** Supplied text follows **

As well as enjoying the benefits of self-employment, you'll need to take care with money matters. Find out how to make the right start.
Start your business right
There's a lot to know when you become self-employed. The best way to protect yourself from surprises is to plan ahead.
Setting yourself up properly — legally and financially — is key, leaving you to get on with your business.
Take your first business steps with handy checklists, registration links and useful tips.
Manage your cash flow
Many self-employed people earn a good living. But even if your overall annual income is strong, the flow of money is not always regular. It can be weeks or even months between pay cheques.
If your business turnover is impacted by COVID-19, there's financial assistance to help you.
To help with your cash flow, only make larger purchases once you've paid yourself and covered regular bills. Keep some money aside for the unexpected.
Being self-employed means you won't have the benefit of paid holidays or sick leave. It's up to you to put money aside. Regularly saving a little extra will help you manage during quiet periods, as well as funding a well-deserved break.
See business.gov.au for cash flow and budgeting tips.
Separate your wages and business money
Make a clear division between 'your money' and what belongs to the business. Pay yourself a wage, and keep separate bank accounts so that business spending doesn't get mixed up with your own.
This makes it clear what the business has earned and paid out. It's also easier to see the financial state (the 'profit and loss') of the business at any time.
Think about tax early
It's important to think about tax throughout the year, not only at tax time. Get advice from an accountant and plan for what's coming. See choosing an accountant for tips.

** End of Supplied text **
** The data follows **

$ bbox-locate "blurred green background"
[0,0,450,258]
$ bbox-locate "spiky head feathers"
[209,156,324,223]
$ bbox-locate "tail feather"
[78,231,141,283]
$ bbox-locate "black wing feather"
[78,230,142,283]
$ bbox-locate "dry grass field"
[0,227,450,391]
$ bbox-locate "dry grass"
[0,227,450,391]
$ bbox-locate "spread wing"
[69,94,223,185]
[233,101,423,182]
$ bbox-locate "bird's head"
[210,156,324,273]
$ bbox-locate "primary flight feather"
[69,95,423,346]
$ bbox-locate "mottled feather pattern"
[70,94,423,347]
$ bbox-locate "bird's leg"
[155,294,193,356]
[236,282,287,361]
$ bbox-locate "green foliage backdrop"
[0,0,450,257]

** End of The data **
** The data follows **

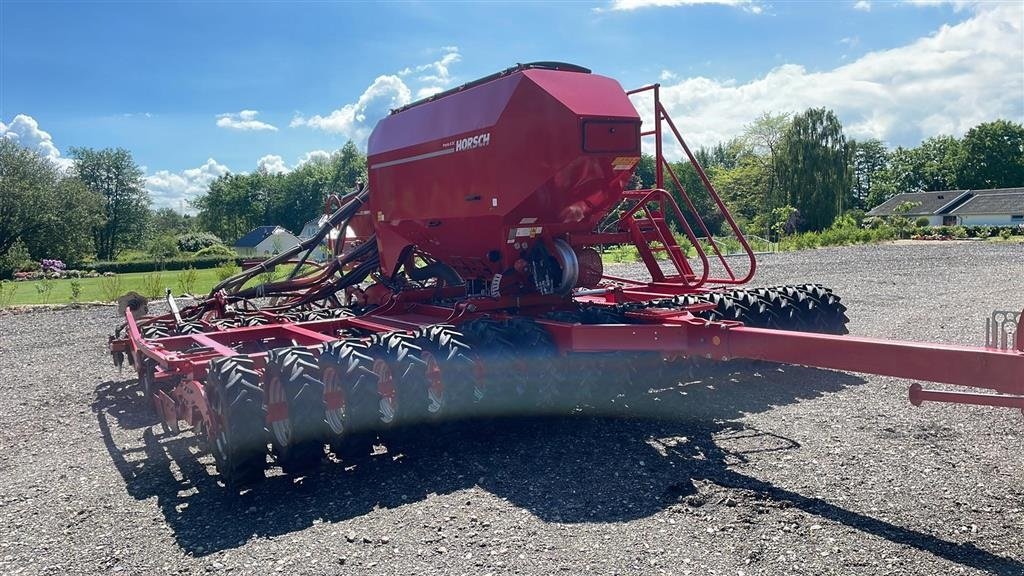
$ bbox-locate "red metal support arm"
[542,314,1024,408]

** End of The data **
** The data follows **

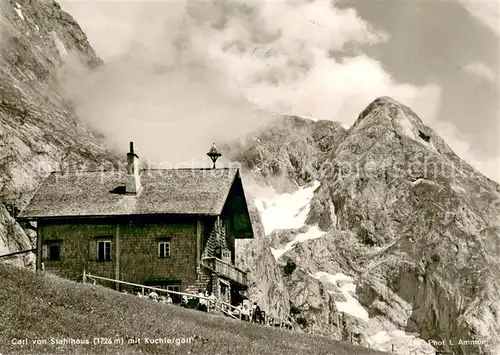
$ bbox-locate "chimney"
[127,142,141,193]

** End of The data **

**Assignment**
Answer these questions from the self-employment guide.
(a) According to the guide, which two benefits do self-employed people go without?
(b) What should be kept so that business spending doesn't get mixed up with your own?
(c) Which website does the guide point to for cash flow and budgeting tips?
This listing comes from a different source than the text.

**Result of this exercise**
(a) Paid holidays and sick leave.
(b) Separate bank accounts.
(c) business.gov.au.